Listed entries below:

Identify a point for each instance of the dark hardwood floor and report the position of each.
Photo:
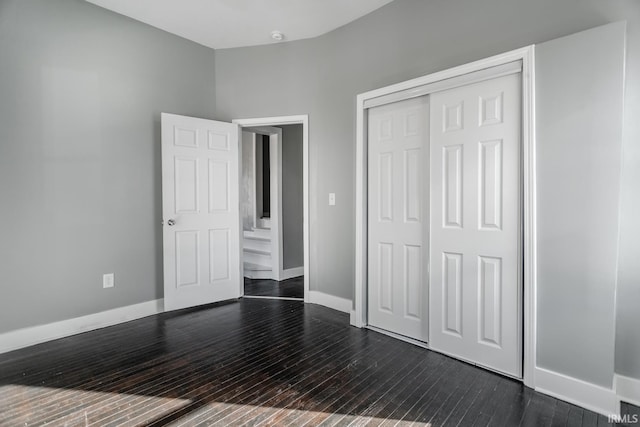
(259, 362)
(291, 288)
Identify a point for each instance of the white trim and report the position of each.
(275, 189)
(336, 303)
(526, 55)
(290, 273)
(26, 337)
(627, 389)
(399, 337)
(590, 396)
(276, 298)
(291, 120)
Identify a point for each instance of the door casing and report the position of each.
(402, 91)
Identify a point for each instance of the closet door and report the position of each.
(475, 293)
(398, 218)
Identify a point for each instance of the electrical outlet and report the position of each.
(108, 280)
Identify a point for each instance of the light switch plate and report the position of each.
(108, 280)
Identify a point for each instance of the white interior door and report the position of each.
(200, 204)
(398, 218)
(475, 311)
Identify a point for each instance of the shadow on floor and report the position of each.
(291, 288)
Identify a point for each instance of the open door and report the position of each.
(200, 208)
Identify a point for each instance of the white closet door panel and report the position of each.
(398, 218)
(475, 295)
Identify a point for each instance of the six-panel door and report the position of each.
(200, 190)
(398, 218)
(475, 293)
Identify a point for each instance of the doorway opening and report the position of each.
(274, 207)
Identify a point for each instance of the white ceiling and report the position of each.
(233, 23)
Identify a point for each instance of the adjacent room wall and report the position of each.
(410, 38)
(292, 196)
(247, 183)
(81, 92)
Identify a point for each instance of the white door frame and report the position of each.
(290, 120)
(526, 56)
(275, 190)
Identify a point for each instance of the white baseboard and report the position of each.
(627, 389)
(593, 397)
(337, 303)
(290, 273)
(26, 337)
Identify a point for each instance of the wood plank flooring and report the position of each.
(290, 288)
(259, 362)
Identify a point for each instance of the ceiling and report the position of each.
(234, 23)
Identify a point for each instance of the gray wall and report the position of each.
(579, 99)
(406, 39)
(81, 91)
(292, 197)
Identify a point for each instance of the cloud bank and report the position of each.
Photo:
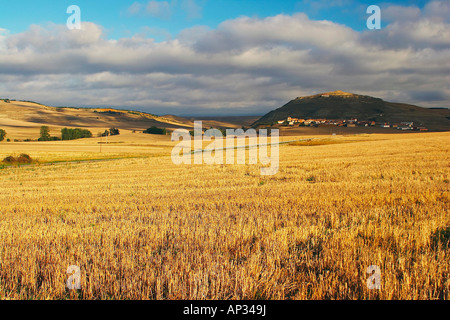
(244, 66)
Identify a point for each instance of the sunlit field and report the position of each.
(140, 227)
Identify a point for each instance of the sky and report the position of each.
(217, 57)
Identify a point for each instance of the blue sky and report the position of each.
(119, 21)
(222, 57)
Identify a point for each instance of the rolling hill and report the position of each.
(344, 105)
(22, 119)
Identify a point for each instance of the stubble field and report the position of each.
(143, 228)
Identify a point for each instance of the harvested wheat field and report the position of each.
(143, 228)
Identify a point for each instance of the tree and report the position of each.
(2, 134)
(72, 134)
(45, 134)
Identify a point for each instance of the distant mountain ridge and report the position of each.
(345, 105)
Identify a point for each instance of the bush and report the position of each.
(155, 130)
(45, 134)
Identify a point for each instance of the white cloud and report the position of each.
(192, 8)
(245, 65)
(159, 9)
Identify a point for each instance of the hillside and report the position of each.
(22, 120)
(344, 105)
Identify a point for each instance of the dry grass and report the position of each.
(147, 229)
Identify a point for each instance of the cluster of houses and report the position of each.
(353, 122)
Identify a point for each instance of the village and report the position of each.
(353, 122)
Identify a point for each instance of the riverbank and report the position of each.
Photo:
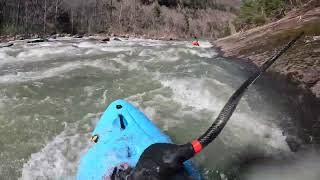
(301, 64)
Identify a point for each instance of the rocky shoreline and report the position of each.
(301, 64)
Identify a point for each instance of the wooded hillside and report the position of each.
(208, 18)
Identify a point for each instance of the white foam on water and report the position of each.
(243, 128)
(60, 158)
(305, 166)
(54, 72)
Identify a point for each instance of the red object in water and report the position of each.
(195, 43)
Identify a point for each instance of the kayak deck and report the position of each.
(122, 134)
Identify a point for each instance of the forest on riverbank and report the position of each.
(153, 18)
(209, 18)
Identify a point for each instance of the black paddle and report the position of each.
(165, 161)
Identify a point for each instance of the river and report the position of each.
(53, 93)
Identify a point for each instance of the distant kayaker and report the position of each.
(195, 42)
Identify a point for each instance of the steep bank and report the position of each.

End of Listed entries.

# Work instructions
None of the pictures belongs in the answer, but all the entries must be repeated exactly.

# Exercise answer
Identify a point for each instance of the dark hardwood floor and report the position of each.
Photo:
(259, 362)
(291, 288)
Identify a point for each instance of the white trim and report the position of each.
(275, 189)
(336, 303)
(526, 55)
(290, 273)
(26, 337)
(627, 389)
(399, 337)
(590, 396)
(276, 298)
(291, 120)
Identify a point for each instance of the door casing and report the position of each.
(402, 91)
Identify a point for each instance of the closet door and report the position of each.
(475, 293)
(398, 218)
Identify a point for each instance of the electrical outlet and report the position of each.
(108, 280)
Identify a point for each instance of the light switch plate and report the position of each.
(108, 280)
Identify a point for each instance of the white interior door and report the position of each.
(200, 204)
(398, 218)
(475, 311)
Identify a point for each instance of the shadow on floor and report the position of each.
(291, 288)
Identify a point for each instance of the open door and report the position of each.
(200, 208)
Identify a point for each instance of the white closet door panel and report the position of each.
(398, 218)
(475, 295)
Identify a point for each instance of the six-panel door and report the position of each.
(200, 190)
(398, 218)
(475, 293)
Identify a point for each instance of the doorway opening and report the position of each.
(274, 207)
Identify a point for each instance of the white ceiling and report the position of each.
(233, 23)
Identify a point for each instance of the adjacent room wall and report the position of each.
(410, 38)
(292, 196)
(247, 183)
(81, 92)
Identify a point for each instance of the white door frame and report the position of each.
(290, 120)
(526, 56)
(275, 190)
Identify a point for each instance of the white baseboard and report the position of each.
(627, 389)
(593, 397)
(337, 303)
(290, 273)
(26, 337)
Identify a point for each instance of the wood plank flooring and report the position of each.
(290, 288)
(259, 362)
Identify a point for each instance of the ceiling and report the position of each.
(234, 23)
Identify a point for each instance of the gray wall and report the position of each.
(579, 99)
(406, 39)
(81, 91)
(292, 197)
Identify a point for each instance of the cloud bank and report the position of each.
Photo:
(244, 66)
Identify a point for each instance of the sunlit field and report the position of each.
(140, 227)
Identify a point for each instance of the sky and report the position of each.
(217, 57)
Identify a point for each instance of the blue sky and report the position of each.
(119, 21)
(222, 57)
Identify a point for each instance of the rolling hill and report the position of each.
(344, 105)
(22, 119)
Identify a point for each instance of the stubble field and report the position of each.
(143, 228)
Identify a point for each instance of the harvested wheat field and report the position of each.
(143, 228)
Identify a point for each instance of the tree and report the position of each.
(2, 134)
(72, 134)
(45, 134)
Identify a point for each instance of the distant mountain ridge and report the position of each.
(345, 105)
Identify a point for each instance of the bush and report the position of each.
(155, 130)
(45, 134)
Identify a point for each instance of the white cloud and report the position of each.
(192, 8)
(245, 65)
(159, 9)
Identify a point for each instance of the hillside and report the position of each.
(22, 120)
(344, 105)
Identify a point for each instance of the dry grass and report the position of each.
(147, 229)
Identify a point for each instance of the cluster of houses and report the position of each.
(353, 122)
Identify a point for each instance of the village and report the position of each.
(353, 122)
Identify a point for each instance of the riverbank and report the position of each.
Photo:
(301, 64)
Identify a point for each instance of the rocky shoreline and report the position of each.
(301, 64)
Identify a point for each instance of the wooded hillside and report the position of each.
(208, 18)
Identify a point for each instance of the white foam on water and report the position of each.
(243, 128)
(60, 158)
(305, 166)
(54, 72)
Identify a point for each instance of the red object in water and report the position of each.
(195, 43)
Identify a point for each instance of the kayak deck and report the position of each.
(122, 134)
Identify a point for each instance of the forest on riverbank and report the position of each.
(153, 18)
(209, 18)
Identify a point for each instance of the black paddle and report the position of each.
(165, 161)
Identify a point for each instance of the river and report the position of each.
(53, 93)
Identify a point for each instance of the distant kayaker and report the position of each.
(195, 42)
Identify a point for each instance of the steep bank and report the position of each.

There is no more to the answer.